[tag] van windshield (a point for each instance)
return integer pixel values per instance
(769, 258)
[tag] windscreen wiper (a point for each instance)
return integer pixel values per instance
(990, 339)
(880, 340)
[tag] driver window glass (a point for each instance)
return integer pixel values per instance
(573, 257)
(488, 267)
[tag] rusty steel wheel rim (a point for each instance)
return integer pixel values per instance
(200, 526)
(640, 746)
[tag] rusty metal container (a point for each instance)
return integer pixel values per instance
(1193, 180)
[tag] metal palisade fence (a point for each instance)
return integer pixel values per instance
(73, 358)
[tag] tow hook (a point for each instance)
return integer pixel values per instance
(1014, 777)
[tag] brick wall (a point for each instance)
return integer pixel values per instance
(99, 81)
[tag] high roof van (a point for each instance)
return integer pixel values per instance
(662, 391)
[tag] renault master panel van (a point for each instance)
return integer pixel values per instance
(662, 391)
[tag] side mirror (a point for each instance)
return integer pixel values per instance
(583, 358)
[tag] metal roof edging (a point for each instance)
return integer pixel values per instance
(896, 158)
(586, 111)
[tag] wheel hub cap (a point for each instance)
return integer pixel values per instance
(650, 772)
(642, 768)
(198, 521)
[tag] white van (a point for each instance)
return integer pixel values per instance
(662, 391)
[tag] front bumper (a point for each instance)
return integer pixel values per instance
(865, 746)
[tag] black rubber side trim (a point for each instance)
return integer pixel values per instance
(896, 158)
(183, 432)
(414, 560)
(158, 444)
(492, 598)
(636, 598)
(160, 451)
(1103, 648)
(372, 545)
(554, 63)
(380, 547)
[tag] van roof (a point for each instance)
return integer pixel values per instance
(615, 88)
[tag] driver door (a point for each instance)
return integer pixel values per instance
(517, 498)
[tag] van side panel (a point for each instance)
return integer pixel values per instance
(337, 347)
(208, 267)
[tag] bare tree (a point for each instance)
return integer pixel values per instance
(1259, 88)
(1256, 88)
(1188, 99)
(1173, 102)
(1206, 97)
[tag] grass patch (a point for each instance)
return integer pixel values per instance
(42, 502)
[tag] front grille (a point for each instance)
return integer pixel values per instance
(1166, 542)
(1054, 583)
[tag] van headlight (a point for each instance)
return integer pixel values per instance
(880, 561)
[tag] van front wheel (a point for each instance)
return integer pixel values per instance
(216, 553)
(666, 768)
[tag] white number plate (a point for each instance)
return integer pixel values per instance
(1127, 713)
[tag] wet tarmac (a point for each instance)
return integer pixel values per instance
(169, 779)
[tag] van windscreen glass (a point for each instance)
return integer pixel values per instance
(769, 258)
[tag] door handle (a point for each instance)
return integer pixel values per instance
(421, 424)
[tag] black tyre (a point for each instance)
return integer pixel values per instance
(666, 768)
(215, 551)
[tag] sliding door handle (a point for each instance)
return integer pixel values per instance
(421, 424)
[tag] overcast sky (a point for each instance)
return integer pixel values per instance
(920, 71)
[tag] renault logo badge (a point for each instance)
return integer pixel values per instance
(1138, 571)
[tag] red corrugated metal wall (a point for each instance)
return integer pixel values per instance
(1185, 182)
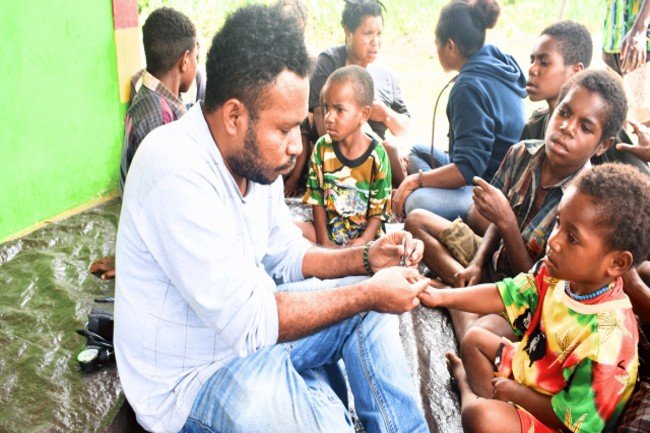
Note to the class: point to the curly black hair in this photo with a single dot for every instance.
(355, 10)
(166, 35)
(610, 88)
(465, 23)
(622, 194)
(255, 44)
(361, 81)
(574, 42)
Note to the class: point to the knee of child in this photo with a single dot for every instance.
(472, 339)
(475, 415)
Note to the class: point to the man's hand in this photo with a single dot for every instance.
(641, 150)
(396, 290)
(430, 297)
(389, 250)
(492, 204)
(505, 389)
(405, 189)
(633, 50)
(469, 276)
(103, 268)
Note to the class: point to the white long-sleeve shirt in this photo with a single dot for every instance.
(196, 263)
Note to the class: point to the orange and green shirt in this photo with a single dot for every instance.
(351, 191)
(590, 362)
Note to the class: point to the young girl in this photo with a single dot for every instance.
(485, 112)
(349, 173)
(576, 364)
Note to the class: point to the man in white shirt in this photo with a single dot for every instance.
(205, 337)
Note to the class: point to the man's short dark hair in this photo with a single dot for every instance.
(610, 88)
(361, 81)
(355, 10)
(255, 44)
(622, 194)
(166, 35)
(574, 42)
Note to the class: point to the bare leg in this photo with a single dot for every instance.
(478, 348)
(479, 414)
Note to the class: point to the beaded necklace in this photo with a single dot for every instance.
(588, 296)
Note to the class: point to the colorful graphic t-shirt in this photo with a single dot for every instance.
(351, 191)
(590, 360)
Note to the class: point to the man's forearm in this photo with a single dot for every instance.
(303, 313)
(327, 263)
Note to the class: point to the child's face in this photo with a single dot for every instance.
(575, 129)
(547, 73)
(576, 251)
(190, 71)
(364, 43)
(343, 115)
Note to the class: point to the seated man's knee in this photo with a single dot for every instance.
(471, 340)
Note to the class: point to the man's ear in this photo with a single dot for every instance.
(235, 117)
(603, 146)
(184, 61)
(577, 67)
(621, 262)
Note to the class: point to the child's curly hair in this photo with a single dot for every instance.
(622, 194)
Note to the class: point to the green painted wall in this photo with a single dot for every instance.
(61, 121)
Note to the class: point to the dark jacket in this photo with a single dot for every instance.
(485, 112)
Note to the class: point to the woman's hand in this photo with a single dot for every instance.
(492, 204)
(641, 150)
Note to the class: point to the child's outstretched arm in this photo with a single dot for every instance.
(494, 206)
(539, 405)
(320, 226)
(368, 234)
(481, 299)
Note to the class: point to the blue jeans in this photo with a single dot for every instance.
(282, 388)
(448, 203)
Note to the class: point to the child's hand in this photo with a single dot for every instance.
(505, 389)
(492, 204)
(356, 241)
(430, 298)
(641, 150)
(469, 276)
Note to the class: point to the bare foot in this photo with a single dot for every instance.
(457, 370)
(103, 268)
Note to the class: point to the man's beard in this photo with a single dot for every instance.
(251, 165)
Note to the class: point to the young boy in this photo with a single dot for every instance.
(516, 213)
(349, 181)
(576, 364)
(562, 50)
(171, 51)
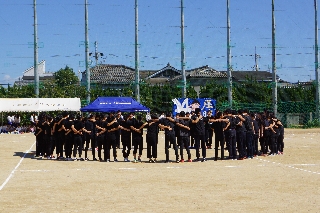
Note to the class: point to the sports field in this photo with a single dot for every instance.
(282, 183)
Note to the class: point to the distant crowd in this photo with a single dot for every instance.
(243, 134)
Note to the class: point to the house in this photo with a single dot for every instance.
(28, 75)
(112, 76)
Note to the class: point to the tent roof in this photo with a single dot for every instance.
(109, 104)
(39, 104)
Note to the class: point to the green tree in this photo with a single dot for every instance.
(65, 77)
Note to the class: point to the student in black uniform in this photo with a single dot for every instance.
(184, 127)
(218, 125)
(126, 136)
(255, 135)
(177, 130)
(230, 134)
(61, 132)
(119, 118)
(137, 137)
(78, 130)
(68, 137)
(241, 136)
(247, 121)
(50, 137)
(152, 137)
(208, 129)
(199, 134)
(112, 127)
(56, 134)
(90, 126)
(168, 123)
(280, 138)
(101, 134)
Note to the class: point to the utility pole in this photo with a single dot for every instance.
(96, 53)
(274, 68)
(316, 62)
(35, 47)
(229, 69)
(87, 52)
(183, 63)
(136, 48)
(256, 57)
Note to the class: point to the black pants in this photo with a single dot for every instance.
(77, 144)
(170, 139)
(184, 143)
(126, 146)
(219, 139)
(280, 143)
(137, 142)
(60, 143)
(68, 145)
(117, 134)
(39, 145)
(255, 144)
(240, 143)
(152, 145)
(209, 134)
(231, 141)
(200, 140)
(89, 138)
(274, 143)
(100, 141)
(50, 146)
(264, 141)
(111, 142)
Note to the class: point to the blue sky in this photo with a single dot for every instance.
(111, 24)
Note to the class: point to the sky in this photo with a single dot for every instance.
(61, 35)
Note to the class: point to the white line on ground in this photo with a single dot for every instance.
(15, 168)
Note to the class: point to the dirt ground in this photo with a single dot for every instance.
(282, 183)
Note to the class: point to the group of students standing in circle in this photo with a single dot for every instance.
(240, 131)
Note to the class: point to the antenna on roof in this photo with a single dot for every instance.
(256, 57)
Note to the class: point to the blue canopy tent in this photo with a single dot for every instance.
(109, 104)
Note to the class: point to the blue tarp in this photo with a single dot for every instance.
(109, 104)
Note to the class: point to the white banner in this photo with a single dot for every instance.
(39, 104)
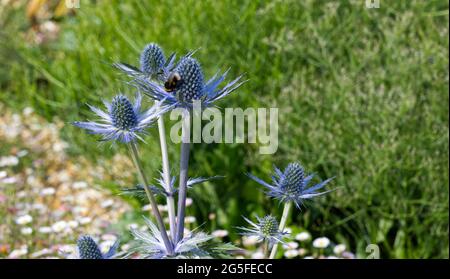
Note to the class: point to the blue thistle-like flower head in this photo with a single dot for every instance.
(190, 85)
(265, 229)
(185, 84)
(152, 60)
(88, 249)
(291, 185)
(123, 114)
(123, 121)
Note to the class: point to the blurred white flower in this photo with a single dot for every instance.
(321, 242)
(105, 245)
(26, 230)
(348, 255)
(22, 153)
(79, 185)
(27, 111)
(80, 210)
(290, 245)
(17, 253)
(109, 237)
(84, 220)
(258, 255)
(302, 252)
(220, 233)
(291, 253)
(48, 191)
(23, 220)
(189, 219)
(59, 226)
(45, 230)
(303, 236)
(339, 249)
(249, 240)
(68, 249)
(125, 247)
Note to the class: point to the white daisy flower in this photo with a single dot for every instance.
(26, 230)
(339, 249)
(59, 226)
(220, 233)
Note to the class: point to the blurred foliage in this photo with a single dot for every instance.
(362, 95)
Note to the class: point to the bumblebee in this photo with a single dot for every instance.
(172, 82)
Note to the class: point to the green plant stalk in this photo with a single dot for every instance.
(286, 210)
(166, 176)
(151, 198)
(182, 188)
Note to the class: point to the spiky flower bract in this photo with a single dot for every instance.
(152, 60)
(153, 64)
(265, 229)
(291, 185)
(149, 245)
(188, 86)
(123, 121)
(88, 249)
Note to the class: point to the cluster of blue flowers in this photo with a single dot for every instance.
(177, 84)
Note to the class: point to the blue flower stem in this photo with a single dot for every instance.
(151, 197)
(184, 166)
(166, 177)
(286, 210)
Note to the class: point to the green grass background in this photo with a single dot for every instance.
(362, 95)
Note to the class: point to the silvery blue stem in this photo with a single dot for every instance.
(151, 198)
(166, 176)
(286, 210)
(184, 165)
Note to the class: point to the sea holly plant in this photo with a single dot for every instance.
(170, 85)
(173, 84)
(290, 186)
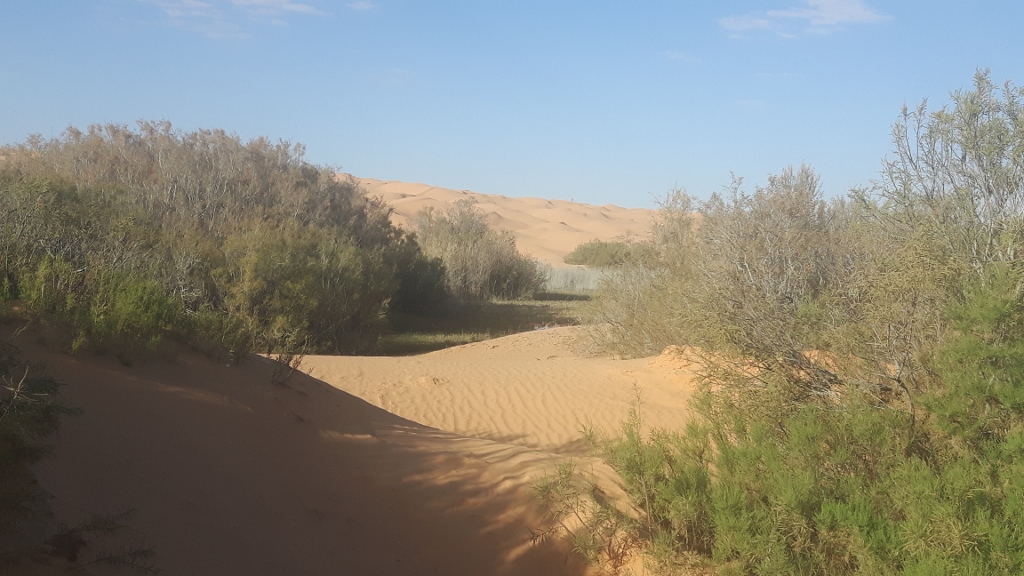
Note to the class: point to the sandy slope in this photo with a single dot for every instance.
(546, 230)
(232, 475)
----------------
§ WORK TO BE COMPLETED
Looking at the material above, count the lines that hold "rusty" and give the total alone.

§ RESULT FOR THIS TASK
2